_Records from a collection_
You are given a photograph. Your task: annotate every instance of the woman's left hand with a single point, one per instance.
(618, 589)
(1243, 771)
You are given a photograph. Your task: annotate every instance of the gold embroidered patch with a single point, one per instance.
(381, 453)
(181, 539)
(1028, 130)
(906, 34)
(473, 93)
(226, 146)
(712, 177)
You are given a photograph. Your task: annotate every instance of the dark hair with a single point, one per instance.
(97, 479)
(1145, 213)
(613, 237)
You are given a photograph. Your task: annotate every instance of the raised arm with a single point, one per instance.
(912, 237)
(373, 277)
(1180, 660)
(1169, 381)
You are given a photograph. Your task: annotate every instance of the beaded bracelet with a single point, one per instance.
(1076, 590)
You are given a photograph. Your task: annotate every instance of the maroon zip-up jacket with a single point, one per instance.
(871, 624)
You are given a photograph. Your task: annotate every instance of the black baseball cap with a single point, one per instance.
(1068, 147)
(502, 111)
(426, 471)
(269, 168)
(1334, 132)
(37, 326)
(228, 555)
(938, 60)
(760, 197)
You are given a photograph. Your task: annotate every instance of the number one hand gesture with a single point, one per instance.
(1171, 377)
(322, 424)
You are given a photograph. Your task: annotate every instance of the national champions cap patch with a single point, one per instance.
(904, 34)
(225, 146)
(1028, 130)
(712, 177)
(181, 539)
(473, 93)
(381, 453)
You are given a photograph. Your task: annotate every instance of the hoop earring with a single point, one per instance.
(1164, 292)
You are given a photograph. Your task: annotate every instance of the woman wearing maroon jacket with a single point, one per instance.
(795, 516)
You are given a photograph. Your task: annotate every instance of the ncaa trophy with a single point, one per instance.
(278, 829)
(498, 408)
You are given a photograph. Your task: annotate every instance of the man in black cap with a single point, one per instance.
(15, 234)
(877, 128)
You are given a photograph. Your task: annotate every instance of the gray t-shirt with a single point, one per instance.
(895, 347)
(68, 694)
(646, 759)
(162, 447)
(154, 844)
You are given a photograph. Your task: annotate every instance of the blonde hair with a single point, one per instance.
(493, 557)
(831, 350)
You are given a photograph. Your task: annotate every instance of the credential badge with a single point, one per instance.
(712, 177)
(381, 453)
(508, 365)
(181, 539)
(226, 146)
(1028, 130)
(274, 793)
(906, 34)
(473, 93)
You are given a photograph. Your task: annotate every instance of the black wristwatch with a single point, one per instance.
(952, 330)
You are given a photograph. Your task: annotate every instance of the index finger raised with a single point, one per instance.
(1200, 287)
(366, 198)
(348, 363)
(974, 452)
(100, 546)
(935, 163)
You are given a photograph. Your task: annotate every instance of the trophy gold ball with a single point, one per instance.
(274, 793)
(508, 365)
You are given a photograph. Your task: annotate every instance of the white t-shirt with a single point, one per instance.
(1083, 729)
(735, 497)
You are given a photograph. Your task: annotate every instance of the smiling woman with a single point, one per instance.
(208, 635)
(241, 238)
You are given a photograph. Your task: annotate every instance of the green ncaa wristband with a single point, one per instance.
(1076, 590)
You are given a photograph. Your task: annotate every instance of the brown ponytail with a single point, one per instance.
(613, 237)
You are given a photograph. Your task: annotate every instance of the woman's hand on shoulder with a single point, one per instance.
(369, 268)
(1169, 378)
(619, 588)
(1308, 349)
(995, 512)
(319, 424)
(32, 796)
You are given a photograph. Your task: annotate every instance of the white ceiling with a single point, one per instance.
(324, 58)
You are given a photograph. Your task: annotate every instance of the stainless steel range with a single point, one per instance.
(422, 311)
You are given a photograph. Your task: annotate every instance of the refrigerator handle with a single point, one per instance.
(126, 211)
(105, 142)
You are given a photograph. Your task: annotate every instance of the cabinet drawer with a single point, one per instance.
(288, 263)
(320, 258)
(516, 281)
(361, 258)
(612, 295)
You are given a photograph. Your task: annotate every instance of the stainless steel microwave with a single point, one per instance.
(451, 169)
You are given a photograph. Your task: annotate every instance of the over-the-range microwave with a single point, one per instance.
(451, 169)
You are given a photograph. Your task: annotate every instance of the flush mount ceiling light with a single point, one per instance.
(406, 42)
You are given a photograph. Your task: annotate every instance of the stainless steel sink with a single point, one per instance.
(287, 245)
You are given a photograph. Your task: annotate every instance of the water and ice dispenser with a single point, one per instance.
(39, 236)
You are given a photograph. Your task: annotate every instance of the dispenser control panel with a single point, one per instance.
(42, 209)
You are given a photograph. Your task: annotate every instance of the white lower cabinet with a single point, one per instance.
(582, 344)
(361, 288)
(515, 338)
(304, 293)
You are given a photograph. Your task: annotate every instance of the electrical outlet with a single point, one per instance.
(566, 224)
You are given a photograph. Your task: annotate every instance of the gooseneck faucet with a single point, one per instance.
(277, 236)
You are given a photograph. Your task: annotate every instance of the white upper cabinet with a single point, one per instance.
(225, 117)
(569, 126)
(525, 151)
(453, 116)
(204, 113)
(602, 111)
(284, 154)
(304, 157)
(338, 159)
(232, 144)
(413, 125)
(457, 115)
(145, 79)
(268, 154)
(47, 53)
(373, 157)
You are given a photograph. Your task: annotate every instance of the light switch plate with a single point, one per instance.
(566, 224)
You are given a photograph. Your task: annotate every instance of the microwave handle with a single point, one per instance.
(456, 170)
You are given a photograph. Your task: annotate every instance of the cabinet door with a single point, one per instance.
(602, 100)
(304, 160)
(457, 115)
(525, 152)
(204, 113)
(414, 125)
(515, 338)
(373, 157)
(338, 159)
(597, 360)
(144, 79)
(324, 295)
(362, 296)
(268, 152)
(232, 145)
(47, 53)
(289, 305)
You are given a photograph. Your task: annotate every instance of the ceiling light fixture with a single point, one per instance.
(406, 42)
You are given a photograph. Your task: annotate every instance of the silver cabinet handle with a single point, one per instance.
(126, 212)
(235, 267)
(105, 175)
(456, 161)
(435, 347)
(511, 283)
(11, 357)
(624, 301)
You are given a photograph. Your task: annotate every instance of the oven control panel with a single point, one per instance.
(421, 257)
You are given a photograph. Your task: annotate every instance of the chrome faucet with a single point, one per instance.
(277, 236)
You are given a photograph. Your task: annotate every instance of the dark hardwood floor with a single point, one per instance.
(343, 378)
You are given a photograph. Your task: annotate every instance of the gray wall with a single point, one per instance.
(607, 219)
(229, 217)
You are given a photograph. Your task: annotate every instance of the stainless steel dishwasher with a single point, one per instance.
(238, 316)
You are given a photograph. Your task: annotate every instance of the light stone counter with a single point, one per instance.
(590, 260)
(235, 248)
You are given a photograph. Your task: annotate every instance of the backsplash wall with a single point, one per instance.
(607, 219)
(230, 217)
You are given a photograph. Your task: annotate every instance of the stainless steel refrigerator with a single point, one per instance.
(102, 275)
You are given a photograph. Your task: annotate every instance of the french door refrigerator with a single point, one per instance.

_TASK GOAL_
Write out all the data again, exactly as it appears.

_EXERCISE RESULT_
You are given a photograph. Your task: annotate every instance of the woman's left hand with a single point, one per instance.
(618, 589)
(1243, 771)
You are given a photograph. Your task: annotate every instance of the gold embroidered patch with a single point, one per instance.
(381, 453)
(181, 539)
(1028, 130)
(906, 34)
(473, 93)
(226, 146)
(712, 177)
You are given a photograph. Your task: annotate every instance of the dark hair with a single point, one per instance.
(97, 479)
(1145, 213)
(613, 237)
You are given a photograph. Your task: annotate every instance of the raised arm with a single point, one per instance.
(912, 237)
(373, 277)
(1180, 660)
(1169, 381)
You are given a photograph. Your task: annotate every instance of the beaded bracelet with a single point, one per instance.
(1076, 590)
You are given a photograph. Your task: annotate every instance of the maroon zip-up jacket with a single point, one per instance.
(871, 624)
You are given a photograph. Your task: annotate every instance of the black baseball cap with a single point, one per instance.
(1068, 147)
(502, 111)
(426, 471)
(269, 168)
(1334, 132)
(37, 326)
(228, 555)
(938, 60)
(760, 197)
You are given a photograph. Your task: annotate every instance of the number one hand gesture with a single point, one per instance.
(1171, 377)
(322, 424)
You are given a photograph. Your task: annotate every instance of the national champions cap patch with a single point, one per instance.
(904, 34)
(225, 146)
(1028, 130)
(712, 177)
(181, 539)
(473, 93)
(381, 453)
You are given a photograph. Your task: annotate every instance of the hoop earring with a single point, one per instance.
(1164, 292)
You are given a photograph. Your task: annotate every instance of the woman wearing maroon jacket with a single point, one per instance.
(795, 516)
You are given a photograph. Your task: annotate every instance of the ncaa trophy with a single point, one per instance.
(278, 829)
(498, 408)
You are given a photograph. Your task: annotate every instance of the man in black cap with a single point, one per instance.
(15, 234)
(877, 128)
You are given a photograph. Your task: annotate every instance of the gray t-shirt with a single point, one per instance.
(895, 347)
(68, 694)
(646, 759)
(162, 447)
(154, 844)
You are given a photograph. Your task: annotate every instance of the blonde hair with a single point, one per instance.
(493, 557)
(831, 350)
You are given a photograph. Your task: annotate every instance of the credential badge with a single point, one per instance.
(712, 177)
(381, 453)
(508, 365)
(181, 539)
(226, 146)
(1028, 130)
(274, 793)
(906, 34)
(473, 93)
You are given a photograph. Your task: annotate every instance of the black wristwatch with a single point, one per instance.
(952, 330)
You are given a photograph. Your task: annotate every instance of the index finger raised with a single point, one per instance.
(1200, 287)
(366, 198)
(348, 363)
(974, 452)
(100, 546)
(935, 163)
You are given a photograph. Your task: annotate every instance of the trophy gold ball with a single point, one per instance.
(274, 793)
(508, 365)
You are given a photograph. Your task: annotate every instance of the white t-shirt with a single point, one per instance.
(1083, 729)
(735, 497)
You are given a photograph. Your task: annotate every instance of the smiling woman with a single point, one per instance.
(208, 635)
(241, 238)
You are given a photograph. Your task: annotate every instance of the green ncaa wristband with a single point, one per instance.
(1076, 590)
You are given a photograph. Your task: annotate every instance of the brown ponytail with a single point, one per instance.
(613, 237)
You are given a photograph. Your task: annotate every instance of the woman's hand on shoulder with a single point, one per instance.
(369, 268)
(1169, 378)
(619, 588)
(1308, 349)
(995, 512)
(319, 424)
(32, 796)
You are given a photograph. Your task: annotate every instance of the white ceiling with a single point, one per instance.
(324, 58)
You are given a photograph. Your task: annotate every instance of the stainless steel range with a single point, one per instance.
(422, 311)
You are given a photograph. Your task: annotate every instance of the refrigerator handle with a single point, one per instance.
(126, 211)
(105, 142)
You are given a photograph. Your task: annotate every instance of the cabinet drawer with a single point, one per instance.
(288, 263)
(320, 258)
(516, 281)
(361, 258)
(612, 295)
You are given a photograph. Your task: annotate every instance of the stainless steel microwave with a single point, one per instance.
(451, 169)
You are given a photograph. Your task: annotate every instance of the over-the-range microwave with a single point, one per instance.
(451, 169)
You are given a photograph. Your task: annotate every instance of the flush mount ceiling light with a single point, one per instance.
(406, 42)
You are given a photograph. Your task: annotate every instance of the stainless steel sink with a single point, one per instance.
(287, 245)
You are given a photograph. Your task: annotate every instance of the water and ice dispenser with a single point, one per instance.
(39, 236)
You are given a photograph. Your task: annotate every instance of the dispenser control panel with a single point, one per instance.
(42, 209)
You are given a photograph. Your task: annotate every instance of the white lower cabinet with a single point, one per instance.
(582, 344)
(361, 288)
(515, 338)
(304, 293)
You are given a photograph. Your task: annotate every instance of the electrical outlet with a single point, one per instance.
(566, 224)
You are given a photograph. Your task: annotate every instance of the gooseneck faucet with a single point, one per instance.
(277, 236)
You are given a photograph. Your task: annotate every instance of the white upper cabinet with a single point, one per instance.
(225, 117)
(569, 126)
(525, 151)
(453, 116)
(204, 113)
(602, 111)
(284, 154)
(304, 157)
(338, 159)
(232, 144)
(413, 125)
(457, 115)
(145, 79)
(268, 154)
(47, 53)
(373, 157)
You are given a photograph. Your task: annotate every instance of the light switch plate with a single point, one per instance.
(566, 224)
You are given a photograph. Your task: annotate every instance of the microwave handle with a single point, one per instance.
(456, 170)
You are given a photograph. Your task: annotate every instance of the cabinet door with a single point, one per instance.
(602, 100)
(304, 160)
(457, 115)
(525, 152)
(204, 113)
(414, 125)
(515, 338)
(373, 157)
(338, 159)
(597, 360)
(144, 79)
(324, 295)
(362, 296)
(268, 152)
(232, 145)
(47, 53)
(289, 305)
You are given a photograph. Your task: annotate every instance of the ceiling light fixture with a single point, one per instance.
(406, 42)
You are given a photograph. Your task: annotate every instance of the silver cabinet handle with a single point, one per instance.
(126, 212)
(235, 267)
(105, 175)
(456, 161)
(435, 347)
(511, 283)
(11, 357)
(624, 301)
You are given a photograph. Your task: annotate every instance of the oven control panel with a single point, one per instance.
(421, 257)
You are given a photograph. Your task: annotate every instance of the chrome faucet with a single point, one per instance.
(277, 236)
You are given a photograph. Your task: annotate every instance of the dark hardwood floor with a single point, one per instance.
(343, 378)
You are given a photograph. Your task: annotate every instance of the gray wall with a single point, one per instance.
(607, 219)
(229, 217)
You are given a photograph. Your task: annotate every instance of the stainless steel dishwasher with a single point, one per instance.
(238, 316)
You are given a photograph. Your task: annotate every instance of the light stone counter with a single point, one per instance.
(590, 260)
(235, 248)
You are given a photograph. Your task: annotate every instance of the backsplash wall with a single point, one per instance.
(607, 219)
(230, 217)
You are given a photograph. Your task: annotate every instance of the stainless steel refrigerator with a single point, one per instance.
(102, 275)
You are given a photograph. Your task: annotate every instance of the french door refrigerator with a single point, one per instance.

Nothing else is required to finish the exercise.